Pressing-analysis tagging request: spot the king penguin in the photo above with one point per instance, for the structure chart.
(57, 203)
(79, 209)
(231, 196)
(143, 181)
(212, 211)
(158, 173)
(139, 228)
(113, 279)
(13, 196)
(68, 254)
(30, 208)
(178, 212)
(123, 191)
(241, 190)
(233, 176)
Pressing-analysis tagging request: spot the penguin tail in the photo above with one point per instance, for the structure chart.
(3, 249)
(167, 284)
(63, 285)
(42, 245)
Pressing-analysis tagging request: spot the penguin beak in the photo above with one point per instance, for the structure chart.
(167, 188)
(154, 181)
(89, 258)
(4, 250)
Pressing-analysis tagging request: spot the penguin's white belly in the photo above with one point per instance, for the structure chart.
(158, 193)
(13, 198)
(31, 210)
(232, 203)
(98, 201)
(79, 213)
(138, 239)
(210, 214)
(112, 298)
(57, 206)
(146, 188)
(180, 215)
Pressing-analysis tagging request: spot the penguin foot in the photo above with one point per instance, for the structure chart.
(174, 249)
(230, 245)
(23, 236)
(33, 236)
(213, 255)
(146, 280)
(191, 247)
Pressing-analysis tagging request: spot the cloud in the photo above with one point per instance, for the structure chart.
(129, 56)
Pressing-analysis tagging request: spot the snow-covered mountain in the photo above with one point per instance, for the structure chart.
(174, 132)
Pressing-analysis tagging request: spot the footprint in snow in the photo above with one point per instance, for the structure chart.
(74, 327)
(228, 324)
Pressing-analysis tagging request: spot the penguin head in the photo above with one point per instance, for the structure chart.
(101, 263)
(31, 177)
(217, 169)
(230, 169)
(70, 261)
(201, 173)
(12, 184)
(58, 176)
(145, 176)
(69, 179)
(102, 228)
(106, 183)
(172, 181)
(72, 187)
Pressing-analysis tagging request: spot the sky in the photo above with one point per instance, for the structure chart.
- - -
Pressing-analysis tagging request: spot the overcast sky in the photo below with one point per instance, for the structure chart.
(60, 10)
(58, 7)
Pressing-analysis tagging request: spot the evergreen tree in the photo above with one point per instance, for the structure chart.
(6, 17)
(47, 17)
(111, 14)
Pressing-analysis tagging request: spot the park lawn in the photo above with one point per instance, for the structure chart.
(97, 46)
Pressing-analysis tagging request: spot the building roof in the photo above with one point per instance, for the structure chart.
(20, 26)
- - -
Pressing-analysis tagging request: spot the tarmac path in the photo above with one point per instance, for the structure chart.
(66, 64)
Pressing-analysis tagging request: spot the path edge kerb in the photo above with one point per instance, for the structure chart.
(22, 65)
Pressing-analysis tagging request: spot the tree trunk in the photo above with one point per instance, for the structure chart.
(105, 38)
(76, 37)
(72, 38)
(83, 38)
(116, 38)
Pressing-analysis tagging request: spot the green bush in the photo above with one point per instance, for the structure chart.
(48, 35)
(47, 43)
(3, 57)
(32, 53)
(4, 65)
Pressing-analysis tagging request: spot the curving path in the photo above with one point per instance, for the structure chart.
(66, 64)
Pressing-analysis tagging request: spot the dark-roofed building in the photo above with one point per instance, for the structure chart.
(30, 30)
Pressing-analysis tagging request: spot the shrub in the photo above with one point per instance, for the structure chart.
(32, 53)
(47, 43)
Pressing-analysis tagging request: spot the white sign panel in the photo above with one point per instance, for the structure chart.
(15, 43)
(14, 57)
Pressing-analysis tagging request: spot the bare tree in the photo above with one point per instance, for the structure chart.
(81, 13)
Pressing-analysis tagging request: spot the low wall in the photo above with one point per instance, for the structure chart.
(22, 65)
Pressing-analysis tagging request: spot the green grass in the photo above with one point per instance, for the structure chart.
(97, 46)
- - -
- GIVEN INSTRUCTION
Convert the data above into a numbered list, taking everything from the line containing "Pressing-analysis tagging request: spot the penguin's" down to the line containing "Pressing-analysis tagging request: spot the sky", with both of those lines included. Leave out any blank lines.

- TASK RESULT
1. Pressing-analysis tagging request: spot the penguin's white belly in the photo above with one point per instance, for the structure chart.
2. (158, 193)
3. (13, 198)
4. (31, 210)
5. (232, 203)
6. (98, 201)
7. (79, 213)
8. (138, 239)
9. (210, 214)
10. (112, 298)
11. (57, 206)
12. (146, 188)
13. (180, 215)
14. Pressing-analysis tagging request: spot the penguin foot in the photo above with one point per instance, for the structure chart.
15. (174, 249)
16. (230, 245)
17. (23, 236)
18. (33, 236)
19. (213, 255)
20. (146, 280)
21. (191, 247)
22. Pressing-analysis tagging request: spot the cloud in the photo above with one point per instance, for the structure chart.
23. (129, 56)
24. Pressing-analysis tagging request: spot the snow-covered mountain in the photo above with one point per instance, for the structure chart.
25. (174, 132)
26. Pressing-analysis tagging request: spot the footprint in snow in the photo above with one point per instance, for the structure chart.
27. (74, 327)
28. (228, 324)
29. Pressing-analysis tagging request: spot the penguin head in the photo above with one point per instance, for the structure chart.
30. (101, 263)
31. (31, 177)
32. (217, 169)
33. (230, 169)
34. (70, 261)
35. (201, 173)
36. (12, 184)
37. (58, 176)
38. (145, 176)
39. (69, 179)
40. (102, 228)
41. (106, 183)
42. (172, 181)
43. (72, 187)
44. Pressing-analysis tagging request: spot the sky in the photo above with one point per instance, for the structure chart.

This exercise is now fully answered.